§ **Excerpted text**:
Description Paul Edmon 2022-07-12 04:28:41 MDT

We attempted to upgrade to 22.05.2 from 21.08.8-2 yesterday.  After several hours waiting for the database to upgrade the upgrade failed due to the system running out of space.  I've attached the logs.  The failure happens around 23:12:39.  The upgrade itself had run since 11:15.  The database in question is about 586 GB uncompressed.  We have mysql compression turned and so its 198 GB on disk when running.  The upgrade however caused the host it is on to run out of its 800 GB of space:

[root@holy-slurm02 backup]# df -h /
Filesystem               Size  Used Avail Use% Mounted on
/dev/mapper/centos-root  893G  383G  510G  43% /

I'm going to reimport our old database and revert to 21.08.8-2 as our cluster has been down since yesterday morning due to the upgrade.  We will need a path forward though as under 21.08.8-2 we were suffering from deadlock issues when the database did its monthly purge, so we disabled that to bridge until 22.05.2 which in theory could handle the purge more smoothly.  As such our database keeps growing in size and will only become more difficult to upgrade.

I've attached the logs from the system.  Let me know what other information you need from me.

Comment 1 Paul Edmon 2022-07-12 04:33:00 MDT

Created attachment 25828 [details]
slurmdbd log from upgrade

Comment 2 Paul Edmon 2022-07-12 04:35:12 MDT

Created attachment 25829 [details]
mariadb log from upgrade

Comment 3 Paul Edmon 2022-07-12 04:35:33 MDT

Created attachment 25830 [details]
messages from upgrade

Comment 4 Paul Edmon 2022-07-12 06:01:58 MDT

The reimport of the database is going to take 7 hours.  We've already burned a day on this so if we can figure out a route forward I'd rather just finish the upgrade and move on rather than reimport, downgrade and the reupgrade at a later date which will likely take as long.

What is taking up most of the space in the database are the job_env and job_scripts.  Can I just drop those columns from the database, recreate them as empty and then do the upgrade?  Would that work?  I don't actually care that much about the data in job_env and job_scripts as we use it mainly for debugging jobs and I can afford to drop what is in there for now.

I'm going to bump the importance to this to inoperable because we are currently dead in the water until this database reimport is done and I'd like to actually see if we can get this upgrade through.

Comment 5 Carlos Tripiana Montes 2022-07-12 07:28:33 MDT

Paul,

After looking at the logs I think the DB got corrupted so I think the reimport of v21 data is needed. Correct me if I'm wrong, otherwise please keep it running.

Once reimport is done, I think dropping scripts/envs fields is safe and would suffice to make the migration work.

You can also think about adding more disk space somehow (plugging new HDD, NFS to a large drive,...) and redo the same migration w/o removing anything. But if you just don't care about scripts/envs I think the fastest way is your option.

§ **Task**:
Can you answer these questions about the Slurm upgrade thread?
1. How large is the database uncompressed?
2. How long will the reimport of the database take?
3. Which two columns take up most of the space in the database?
The records have nothing to do with the Slurm upgrade thread.

§ **Information given**:
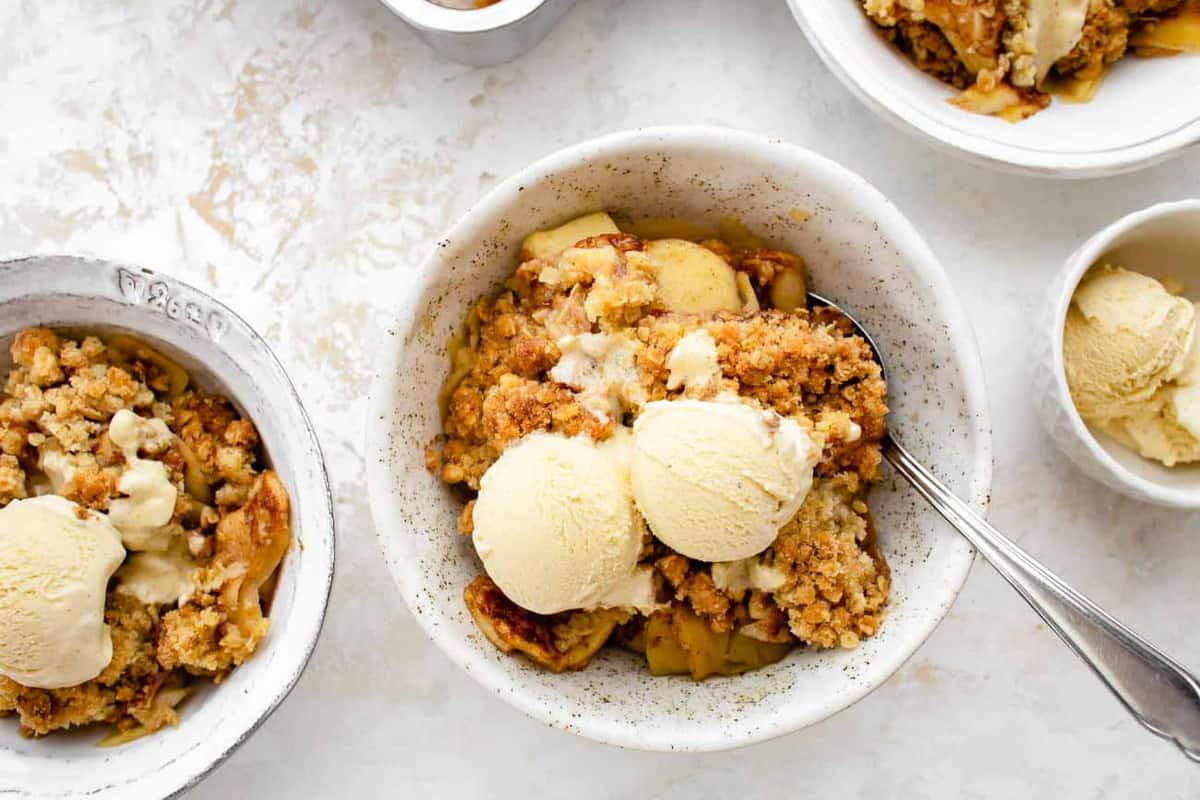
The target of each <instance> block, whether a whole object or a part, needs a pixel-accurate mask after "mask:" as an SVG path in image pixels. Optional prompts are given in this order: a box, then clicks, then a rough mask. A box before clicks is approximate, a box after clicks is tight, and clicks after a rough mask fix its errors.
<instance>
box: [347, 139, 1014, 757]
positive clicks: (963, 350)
mask: <svg viewBox="0 0 1200 800" xmlns="http://www.w3.org/2000/svg"><path fill="white" fill-rule="evenodd" d="M689 145H694V146H702V148H709V149H713V148H722V146H724V148H725V149H727V150H730V151H733V152H738V151H746V150H749V151H758V152H762V151H768V152H774V154H780V155H779V156H776V157H785V158H788V160H792V162H793V163H796V162H804V164H805V167H806V168H809V169H811V170H815V172H823V173H824V174H826V175H830V176H834V178H836V179H838V180H841V181H846V182H847V184H848V185H850V186H852V187H853V188H854V192H856V194H857V196H858V197H862V198H869V203H870V204H871V205H872V206H875V207H876V210H875V211H874V212H872V216H874V217H875V218H876V221H877V222H880V224H881V227H884V228H886V229H887V230H888V231H889V239H890V240H892V241H893V243H894V245H895V246H896V247H898V248H899V249H901V251H904V252H906V253H911V254H912V260H913V263H914V264H916V265H917V266H916V273H917V275H918V276H919V277H920V278H923V279H924V281H925V283H926V285H928V288H929V289H930V291H931V293H932V295H934V296H935V297H936V299H937V301H938V303H940V307H941V308H943V309H944V312H946V315H947V319H946V325H947V329H948V330H952V331H955V335H956V337H958V338H959V342H960V347H959V348H958V350H959V353H960V366H961V368H962V372H964V378H965V381H964V387H965V389H964V395H965V396H966V402H967V409H968V415H970V417H971V425H972V426H973V429H974V431H976V433H977V441H978V445H977V449H976V455H974V463H972V464H971V473H970V476H968V480H970V481H971V492H970V494H971V497H970V498H967V501H968V503H970V504H971V506H972V507H973V509H976V510H977V511H979V512H980V513H982V515H985V513H986V509H988V505H989V503H990V486H991V476H992V445H991V421H990V420H991V417H990V411H989V407H988V396H986V385H985V381H984V375H983V365H982V360H980V356H979V350H978V343H977V341H976V337H974V332H973V329H972V327H971V325H970V323H968V320H967V318H966V313H965V311H964V309H962V307H961V305H960V303H959V300H958V297H956V295H955V294H954V290H953V288H952V285H950V283H949V278H948V276H947V275H946V272H944V270H943V267H942V266H941V263H940V261H938V260H937V257H936V255H935V254H934V252H932V251H931V249H930V247H929V246H928V245H926V243H925V241H924V240H923V239H922V237H920V235H919V234H918V233H917V230H916V228H914V227H913V225H912V223H910V222H908V221H907V218H906V217H905V216H904V215H902V213H901V212H900V210H899V209H898V207H896V206H895V205H894V204H892V201H890V200H888V199H887V198H886V197H884V196H883V194H882V193H881V192H880V191H878V190H877V188H875V187H874V186H871V185H870V184H869V182H868V181H866V180H865V179H863V178H862V176H859V175H857V174H856V173H853V172H851V170H850V169H847V168H845V167H842V166H840V164H838V163H835V162H833V161H830V160H829V158H826V157H824V156H821V155H818V154H816V152H812V151H811V150H808V149H805V148H802V146H799V145H794V144H790V143H786V142H784V140H781V139H773V138H768V137H763V136H760V134H756V133H749V132H744V131H738V130H733V128H726V127H716V126H703V125H677V126H660V127H646V128H631V130H625V131H618V132H614V133H608V134H605V136H601V137H596V138H593V139H588V140H584V142H581V143H578V144H575V145H571V146H568V148H564V149H562V150H558V151H556V152H553V154H551V155H548V156H545V157H542V158H540V160H538V161H536V162H534V163H532V164H529V166H528V167H526V168H523V169H521V170H518V172H517V173H515V174H514V175H511V176H510V178H508V179H505V180H504V181H502V182H500V184H499V185H497V186H496V187H494V188H492V190H491V191H490V192H488V193H487V194H486V196H485V197H484V198H482V199H480V200H479V201H478V203H476V204H475V205H474V206H472V207H470V210H468V211H467V212H466V213H464V215H463V216H462V217H461V218H460V219H458V221H457V222H456V223H455V224H454V225H452V227H451V228H450V229H449V231H448V233H446V234H444V235H443V236H440V237H439V239H438V240H437V242H436V243H434V246H433V247H432V248H431V253H430V255H428V258H427V259H426V260H425V263H424V264H422V266H421V267H420V270H419V271H418V272H416V275H415V279H414V281H413V282H412V283H410V285H409V288H408V291H407V293H406V294H404V296H403V297H402V299H401V300H400V301H398V305H397V309H396V313H395V314H394V318H392V324H391V325H390V326H389V329H388V330H389V332H390V333H391V336H389V337H386V338H388V341H392V342H402V341H404V339H406V337H407V333H408V332H410V331H412V330H413V329H415V327H416V326H418V325H420V320H421V306H420V302H419V301H420V297H421V295H422V294H424V293H425V291H426V290H427V289H428V288H430V287H431V285H432V284H434V283H436V282H437V281H438V278H439V276H440V275H442V264H443V261H442V257H443V251H444V249H445V248H446V247H448V245H449V243H450V242H452V241H458V240H461V239H463V237H467V236H468V235H470V233H472V229H474V228H476V227H479V225H480V222H479V221H481V219H494V218H496V217H497V216H498V212H499V209H500V207H503V206H505V205H506V204H508V203H509V201H510V200H511V198H512V197H514V196H516V194H517V193H520V192H522V191H523V188H524V187H527V186H530V185H535V184H538V182H540V181H542V180H545V179H546V178H548V176H551V175H553V174H556V173H559V172H563V170H565V169H569V168H571V167H575V166H578V164H583V163H590V162H594V161H601V160H604V158H606V157H611V156H612V155H613V154H616V152H623V151H625V150H630V149H634V150H636V149H638V148H647V146H655V148H658V149H665V148H672V146H684V148H686V146H689ZM401 353H402V349H401V348H398V347H397V348H395V349H394V350H391V351H389V350H386V349H385V350H384V351H383V354H382V356H380V357H382V359H383V366H382V368H380V369H379V372H377V374H376V378H374V380H373V383H372V387H371V399H370V403H368V415H367V419H368V420H370V421H386V420H390V419H391V416H392V410H394V403H392V402H391V401H390V398H391V396H392V391H391V390H392V387H394V386H395V383H396V380H397V379H398V374H397V369H396V367H397V365H398V362H400V360H401ZM372 434H373V431H372V429H371V427H370V423H368V427H367V432H366V439H367V440H366V450H365V452H366V461H367V486H368V495H370V505H371V512H372V518H373V521H374V525H376V535H377V537H378V539H379V543H380V547H382V549H383V554H384V559H385V561H386V563H388V567H389V570H390V571H391V573H392V577H394V579H395V581H396V584H397V587H398V588H400V591H401V595H402V596H403V599H404V602H406V604H407V606H408V608H409V612H410V613H412V614H413V616H414V618H415V619H416V621H418V624H419V625H420V626H421V628H422V630H424V631H425V633H426V634H427V636H428V637H430V638H431V639H432V640H433V642H434V644H437V645H438V648H439V649H440V650H442V651H443V652H444V654H445V655H446V656H448V657H449V658H450V660H451V661H452V662H454V663H455V664H456V666H457V667H458V668H461V669H463V670H464V672H466V673H468V674H469V675H470V676H472V678H473V679H474V680H475V681H478V682H479V684H480V685H481V686H484V687H485V688H487V690H488V691H490V692H491V693H493V694H496V696H497V697H499V698H502V699H503V700H505V702H506V703H509V704H510V705H512V706H514V708H516V709H517V710H520V711H521V712H523V714H524V715H526V716H529V717H532V718H534V720H538V721H540V722H544V723H546V724H548V726H551V727H553V728H558V729H562V730H566V732H569V733H574V734H577V735H581V736H583V738H587V739H592V740H595V741H600V742H605V744H611V745H617V746H622V747H629V748H634V750H647V751H660V752H667V751H672V752H713V751H720V750H732V748H736V747H742V746H745V745H750V744H755V742H760V741H766V740H768V739H773V738H775V736H780V735H782V734H786V733H792V732H796V730H799V729H803V728H806V727H809V726H811V724H815V723H817V722H820V721H822V720H826V718H828V717H830V716H833V715H835V714H838V712H840V711H842V710H845V709H846V708H850V706H851V705H853V704H854V703H857V702H858V700H860V699H863V698H864V697H865V696H866V694H869V693H870V692H872V691H875V688H877V687H878V686H881V685H882V684H884V682H886V681H887V680H888V679H889V678H890V676H892V675H894V674H895V672H896V670H898V669H899V668H900V667H901V666H904V663H905V662H906V661H907V660H908V658H910V657H912V655H913V654H914V652H917V650H919V649H920V646H922V645H923V644H924V643H925V642H926V640H928V638H929V637H930V636H931V634H932V632H934V630H935V628H936V627H937V625H938V624H941V621H942V620H943V619H944V618H946V615H947V614H948V613H949V609H950V607H952V606H953V604H954V601H955V600H956V597H958V596H959V594H960V591H961V589H962V587H964V584H965V582H966V579H967V576H968V573H970V571H971V567H972V565H973V563H974V551H973V549H972V548H971V547H970V545H967V543H966V542H965V540H958V541H955V542H954V547H955V548H958V553H956V555H958V564H956V565H954V567H955V569H953V571H948V575H947V587H948V593H947V596H946V597H944V599H943V604H941V606H940V607H938V608H937V609H936V610H935V612H932V613H930V614H929V616H928V619H926V620H925V621H924V624H923V625H920V626H917V627H916V630H917V631H918V633H917V636H914V638H913V643H912V646H911V649H904V648H901V649H898V650H896V652H895V654H893V655H890V656H888V657H880V656H876V658H874V660H872V662H871V667H872V669H875V670H877V672H876V678H874V679H872V680H865V681H863V684H862V686H859V687H858V688H856V691H853V692H848V693H845V694H841V696H839V697H838V698H836V699H835V702H832V703H826V704H824V705H821V706H818V708H816V710H815V711H809V712H806V714H798V715H794V716H792V717H788V718H786V720H781V718H779V717H776V718H773V720H770V721H768V722H767V723H760V724H758V726H757V727H745V726H739V727H737V728H733V727H731V724H726V726H725V730H724V732H722V733H724V734H725V735H716V734H715V733H708V734H704V735H692V738H690V739H688V740H684V741H680V739H679V738H678V736H667V735H666V734H655V736H652V738H648V736H647V734H644V733H641V734H640V733H638V732H637V730H636V729H630V728H629V726H623V724H616V723H607V722H605V721H601V720H598V718H592V717H584V718H571V720H569V721H568V720H565V718H559V717H558V716H556V714H554V712H553V709H550V708H546V706H545V705H542V704H540V703H538V702H536V700H534V699H533V698H532V697H528V696H526V694H524V693H522V692H521V691H516V690H514V687H512V685H511V682H510V681H509V679H508V678H506V674H505V673H504V670H503V669H500V668H499V667H497V666H494V664H493V663H492V662H490V661H488V660H487V658H485V657H484V655H482V654H481V651H480V649H479V646H478V645H476V644H473V643H472V642H468V640H467V639H466V638H464V637H457V636H454V634H451V633H449V631H448V630H445V628H444V627H443V626H439V625H437V624H434V621H433V620H431V619H428V618H427V615H425V614H421V613H419V595H420V594H421V591H422V588H421V585H422V583H421V571H420V570H419V569H416V565H415V564H410V563H409V561H408V560H406V558H403V557H404V555H406V553H404V551H403V546H402V545H401V542H400V539H401V537H400V536H397V535H396V533H394V531H400V530H409V529H408V527H407V525H406V524H404V523H401V522H397V521H396V519H395V518H394V517H392V516H390V515H388V513H386V511H385V509H384V505H385V503H386V501H388V500H386V499H385V498H389V495H390V492H391V489H392V488H394V487H392V485H391V480H390V469H389V467H388V461H389V453H390V451H391V447H392V446H391V445H390V444H389V443H388V440H386V439H388V438H386V437H377V435H372ZM731 730H736V734H737V735H736V736H730V735H728V734H730V732H731Z"/></svg>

§ **Exercise solution**:
1. About 586 GB.
2. 7 hours.
3. job_env and job_scripts.